• _Reading text_:
------------------------------------------------

Would any gain fall under Progressionvorbehalt given that the UK has first rights on taxing property under the DTA?

If only up to 10 years elapsed between purchase and sale and the UK "effectively taxes" the profit from the sale, then yes, the profit from the sale would be income subject to Progressionsvorbehalt in your German tax return, so it would raise your German income tax rate on your other income, i.e. on the income on which Germany does have the taxation rights.

This right is given to Germany in the double taxation agreement (DTA) between Germany and the UK in article 23 (1) d): https://www.bundesfinanzministerium.de/Content/DE/Standardartikel/Themen/Steuern/Internationales_Steuerrecht/Staatenbezogene_Informationen/Laender_A_Z/Grossbritannien/2010-11-23-Grossbritannien-Abkommen-DBA-Gesetz.pdf?__blob=publicationFile&v=3

  • d) Germany, however, retains the right to take into account in the determination of its rate of tax the items of income and capital which are under the provisions of this Convention exempted from German tax.

You may have noticed the "effectively taxes" in my first sentence.

What is that about?

The double taxation agreement between Germany and the UK has an "effectively taxed" clause (= subject-to-tax clause) in article 23 (1) a), which basically means that even though the DTA assigns the UK the taxation rights on the profit from the sale of real estate located in the UK in article 13 (1), if the UK then does not tax it, the taxation rights fall back to Germany:

  • a) There shall be exempted from the assessment basis of the German tax any item of income arising in the United Kingdom and any item of capital situated within the United Kingdom which, according to this Convention, is effectively taxed in the United Kingdom and is not dealt with in subparagraph b.)

------------------------------------------------

• _Information shown_:
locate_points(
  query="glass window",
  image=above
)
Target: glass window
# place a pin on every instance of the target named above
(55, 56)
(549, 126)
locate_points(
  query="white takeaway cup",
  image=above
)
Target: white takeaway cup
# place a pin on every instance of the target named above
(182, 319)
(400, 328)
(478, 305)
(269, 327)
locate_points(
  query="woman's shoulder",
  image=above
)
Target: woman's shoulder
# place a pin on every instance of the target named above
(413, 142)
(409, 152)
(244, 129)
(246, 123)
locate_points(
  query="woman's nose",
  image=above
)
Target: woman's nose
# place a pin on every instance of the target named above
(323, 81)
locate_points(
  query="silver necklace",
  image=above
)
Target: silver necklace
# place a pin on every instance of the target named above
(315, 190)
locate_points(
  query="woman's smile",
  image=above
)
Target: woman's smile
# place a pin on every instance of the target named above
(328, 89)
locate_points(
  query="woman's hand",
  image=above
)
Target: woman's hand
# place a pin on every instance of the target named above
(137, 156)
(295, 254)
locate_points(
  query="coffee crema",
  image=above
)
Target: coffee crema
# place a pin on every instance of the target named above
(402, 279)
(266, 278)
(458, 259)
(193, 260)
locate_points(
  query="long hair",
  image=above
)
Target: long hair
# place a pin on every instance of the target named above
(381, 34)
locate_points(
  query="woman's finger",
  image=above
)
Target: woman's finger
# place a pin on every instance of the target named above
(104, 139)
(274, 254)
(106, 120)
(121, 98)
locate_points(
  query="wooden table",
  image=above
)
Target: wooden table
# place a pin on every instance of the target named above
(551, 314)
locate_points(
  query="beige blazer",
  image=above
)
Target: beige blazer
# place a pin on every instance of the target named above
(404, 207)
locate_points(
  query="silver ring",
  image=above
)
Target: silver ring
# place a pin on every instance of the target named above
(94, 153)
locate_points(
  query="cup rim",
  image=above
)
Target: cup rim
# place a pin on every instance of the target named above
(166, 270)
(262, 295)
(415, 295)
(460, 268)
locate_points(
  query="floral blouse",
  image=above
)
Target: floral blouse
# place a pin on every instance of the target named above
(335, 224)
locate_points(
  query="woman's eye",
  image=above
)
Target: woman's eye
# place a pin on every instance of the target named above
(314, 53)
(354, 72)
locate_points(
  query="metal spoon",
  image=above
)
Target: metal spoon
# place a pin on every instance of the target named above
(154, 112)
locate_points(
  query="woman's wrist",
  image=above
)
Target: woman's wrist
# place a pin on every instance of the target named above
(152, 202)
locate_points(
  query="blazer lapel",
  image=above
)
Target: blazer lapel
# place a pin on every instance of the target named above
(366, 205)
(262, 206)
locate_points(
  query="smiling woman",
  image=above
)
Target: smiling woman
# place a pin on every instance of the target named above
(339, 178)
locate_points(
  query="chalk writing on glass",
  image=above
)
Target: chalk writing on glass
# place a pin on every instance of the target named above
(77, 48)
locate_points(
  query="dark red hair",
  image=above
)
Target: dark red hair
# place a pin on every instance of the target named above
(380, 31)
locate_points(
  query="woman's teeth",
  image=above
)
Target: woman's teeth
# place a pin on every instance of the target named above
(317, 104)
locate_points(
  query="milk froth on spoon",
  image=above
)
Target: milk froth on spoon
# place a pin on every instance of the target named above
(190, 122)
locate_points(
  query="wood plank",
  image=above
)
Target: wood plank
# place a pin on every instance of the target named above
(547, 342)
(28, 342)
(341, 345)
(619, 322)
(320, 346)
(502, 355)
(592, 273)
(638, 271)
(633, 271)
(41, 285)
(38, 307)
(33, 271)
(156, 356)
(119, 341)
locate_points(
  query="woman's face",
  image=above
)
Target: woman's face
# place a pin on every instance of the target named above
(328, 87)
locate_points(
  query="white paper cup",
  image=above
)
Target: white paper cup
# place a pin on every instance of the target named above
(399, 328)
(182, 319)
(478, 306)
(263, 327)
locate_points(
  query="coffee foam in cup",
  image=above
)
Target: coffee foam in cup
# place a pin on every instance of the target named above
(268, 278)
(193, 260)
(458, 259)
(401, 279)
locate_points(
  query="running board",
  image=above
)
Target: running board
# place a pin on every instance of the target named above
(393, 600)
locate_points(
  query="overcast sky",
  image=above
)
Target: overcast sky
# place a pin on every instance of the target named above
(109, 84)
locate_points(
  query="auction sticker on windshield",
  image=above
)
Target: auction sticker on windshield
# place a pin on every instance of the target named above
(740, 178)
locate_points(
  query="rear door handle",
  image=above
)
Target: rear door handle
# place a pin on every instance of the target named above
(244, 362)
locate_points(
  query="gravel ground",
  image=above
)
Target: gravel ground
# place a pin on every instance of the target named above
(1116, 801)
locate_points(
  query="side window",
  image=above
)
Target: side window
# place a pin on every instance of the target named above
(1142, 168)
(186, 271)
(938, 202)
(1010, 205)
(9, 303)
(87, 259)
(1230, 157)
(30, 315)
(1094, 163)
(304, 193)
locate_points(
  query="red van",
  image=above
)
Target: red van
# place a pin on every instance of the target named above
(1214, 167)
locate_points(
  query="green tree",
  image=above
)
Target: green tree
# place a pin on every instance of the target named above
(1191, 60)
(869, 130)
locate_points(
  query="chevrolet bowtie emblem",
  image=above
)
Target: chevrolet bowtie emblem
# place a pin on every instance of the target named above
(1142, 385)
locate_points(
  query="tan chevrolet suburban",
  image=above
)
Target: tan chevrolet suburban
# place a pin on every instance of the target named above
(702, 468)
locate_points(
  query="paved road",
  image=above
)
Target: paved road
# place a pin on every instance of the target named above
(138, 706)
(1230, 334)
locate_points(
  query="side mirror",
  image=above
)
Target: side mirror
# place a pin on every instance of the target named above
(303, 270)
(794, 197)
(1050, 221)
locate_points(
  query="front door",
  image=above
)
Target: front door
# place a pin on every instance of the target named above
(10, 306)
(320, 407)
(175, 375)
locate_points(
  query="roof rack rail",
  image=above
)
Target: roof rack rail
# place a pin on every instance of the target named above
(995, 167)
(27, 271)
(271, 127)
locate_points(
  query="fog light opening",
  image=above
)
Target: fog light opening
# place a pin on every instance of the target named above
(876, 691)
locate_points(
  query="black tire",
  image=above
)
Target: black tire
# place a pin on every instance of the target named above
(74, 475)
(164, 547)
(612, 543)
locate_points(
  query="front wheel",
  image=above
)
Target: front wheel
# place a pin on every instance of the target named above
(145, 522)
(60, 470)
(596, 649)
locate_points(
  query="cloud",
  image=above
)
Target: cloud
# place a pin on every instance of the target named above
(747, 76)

------------------------------------------------

• _Directives_:
- A) In the tax passage, which article of the double taxation agreement between Germany and the UK assigns the UK the taxation rights on the profit from selling real estate located in the UK?
- B) Reproduce the stretch of the tax passage from "The double taxation agreement between" through "in subparagraph b.)".

• _Exercise results_:
- A) Article 13 (1).

- B)
The double taxation agreement between Germany and the UK has an "effectively taxed" clause (= subject-to-tax clause) in article 23 (1) a), which basically means that even though the DTA assigns the UK the taxation rights on the profit from the sale of real estate located in the UK in article 13 (1), if the UK then does not tax it, the taxation rights fall back to Germany:

  • a) There shall be exempted from the assessment basis of the German tax any item of income arising in the United Kingdom and any item of capital situated within the United Kingdom which, according to this Convention, is effectively taxed in the United Kingdom and is not dealt with in subparagraph b.)